Document text

··········

Everyone who has ever owned an Apple tree knows the problem. Monday: Apple Pie. Tuesday: Stewed Apple. Wednesday: Oh, Stewed Apple again, no time for baking. Thursday: Apple Crumble. Friday: Stewed Apple. Saturday: Freeze some stewed apple. Sunday: Roast Pork with Apple Sauce. And so on with Apple Charlotte, Apple Cake, Roast Chicken with Apple Sauce, etc.
Yes, it’s windfall time. The wind, and the accursed Codling Moth, ensure a steady supply of apples on the lawn. They look warm and welcoming on an autumnal morning. The only thing is…
that when you get up close to them, or pick them up, they’re invariably half rotten, split, covered in little black holes, already home to a nest of woodlice nibbling away at the underside, already being gouged by little brown slugs, or, as I said, already burrowed with a sticky widening tube of disgusting black frass left “behind” by a Codling Moth caterpillar, possibly the least attractive member of the Lepidoptera known to man. Oh, and there are one or two bearing the unmistakable canine toothmarks of a young fox that is trying out everything from eggshells — well worth picking up from the compost heap to crunch up on the lawn and lick to extract any little traces of protein before leaving the fragments all over the grass — to sour green apples, yelp, won’t bite those again.
So, it’s back to the kitchen with a handful or two of newly fallen apples, to be washed, peeled, and carefully cut up so as to leave the assorted inhabitants and their detritus … behind.

··········

Dataset entries:
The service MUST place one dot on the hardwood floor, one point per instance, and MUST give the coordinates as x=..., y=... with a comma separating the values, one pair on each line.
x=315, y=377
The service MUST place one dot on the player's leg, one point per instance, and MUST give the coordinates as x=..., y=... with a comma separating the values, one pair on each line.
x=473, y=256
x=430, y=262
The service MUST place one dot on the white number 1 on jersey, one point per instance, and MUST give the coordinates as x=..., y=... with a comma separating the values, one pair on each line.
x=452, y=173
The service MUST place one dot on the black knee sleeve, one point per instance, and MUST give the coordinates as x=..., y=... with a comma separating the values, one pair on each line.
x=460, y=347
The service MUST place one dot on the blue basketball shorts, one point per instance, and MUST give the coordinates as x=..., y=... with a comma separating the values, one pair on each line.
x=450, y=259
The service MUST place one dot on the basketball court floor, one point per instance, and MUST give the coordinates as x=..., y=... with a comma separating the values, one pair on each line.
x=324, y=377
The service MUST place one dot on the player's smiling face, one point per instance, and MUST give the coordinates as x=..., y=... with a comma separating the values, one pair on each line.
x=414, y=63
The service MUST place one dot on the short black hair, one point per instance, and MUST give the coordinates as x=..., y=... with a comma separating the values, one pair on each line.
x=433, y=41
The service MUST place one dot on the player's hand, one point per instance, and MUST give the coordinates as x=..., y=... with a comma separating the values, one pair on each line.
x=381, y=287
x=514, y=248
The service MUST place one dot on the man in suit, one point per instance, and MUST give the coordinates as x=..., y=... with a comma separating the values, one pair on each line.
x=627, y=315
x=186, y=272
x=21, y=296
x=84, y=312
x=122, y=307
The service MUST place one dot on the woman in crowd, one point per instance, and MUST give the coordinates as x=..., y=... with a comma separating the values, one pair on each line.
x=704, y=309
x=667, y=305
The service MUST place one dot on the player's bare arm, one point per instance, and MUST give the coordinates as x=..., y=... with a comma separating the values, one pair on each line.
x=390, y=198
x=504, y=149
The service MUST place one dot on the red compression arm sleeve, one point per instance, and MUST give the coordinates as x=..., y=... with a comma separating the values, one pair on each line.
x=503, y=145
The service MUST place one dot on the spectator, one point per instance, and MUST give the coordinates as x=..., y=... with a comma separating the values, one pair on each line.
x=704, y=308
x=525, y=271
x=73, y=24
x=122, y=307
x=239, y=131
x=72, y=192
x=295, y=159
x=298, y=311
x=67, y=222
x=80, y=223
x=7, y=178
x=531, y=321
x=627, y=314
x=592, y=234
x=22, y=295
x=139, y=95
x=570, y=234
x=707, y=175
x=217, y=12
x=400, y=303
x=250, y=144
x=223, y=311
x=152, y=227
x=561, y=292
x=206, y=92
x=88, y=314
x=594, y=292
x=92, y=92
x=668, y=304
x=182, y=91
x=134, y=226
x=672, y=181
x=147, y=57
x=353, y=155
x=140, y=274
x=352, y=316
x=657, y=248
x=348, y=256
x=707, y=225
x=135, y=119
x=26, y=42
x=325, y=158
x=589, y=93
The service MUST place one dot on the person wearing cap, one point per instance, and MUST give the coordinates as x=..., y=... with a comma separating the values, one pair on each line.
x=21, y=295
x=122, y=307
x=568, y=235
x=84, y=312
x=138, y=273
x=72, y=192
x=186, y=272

··········

What to do
**a)** In the windfall apples text, change "Apple Crumble" to "Apple Tart" and write out the stretch from "Everyone who has" through "Apple Sauce, etc.".
**b)** According to the windfall apples text, what does the young fox pick up from the compost heap to crunch up on the lawn?

Responses by item number
**a)**
Everyone who has ever owned an Apple tree knows the problem. Monday: Apple Pie. Tuesday: Stewed Apple. Wednesday: Oh, Stewed Apple again, no time for baking. Thursday: Apple Tart. Friday: Stewed Apple. Saturday: Freeze some stewed apple. Sunday: Roast Pork with Apple Sauce. And so on with Apple Charlotte, Apple Cake, Roast Chicken with Apple Sauce, etc.

**b)** Eggshells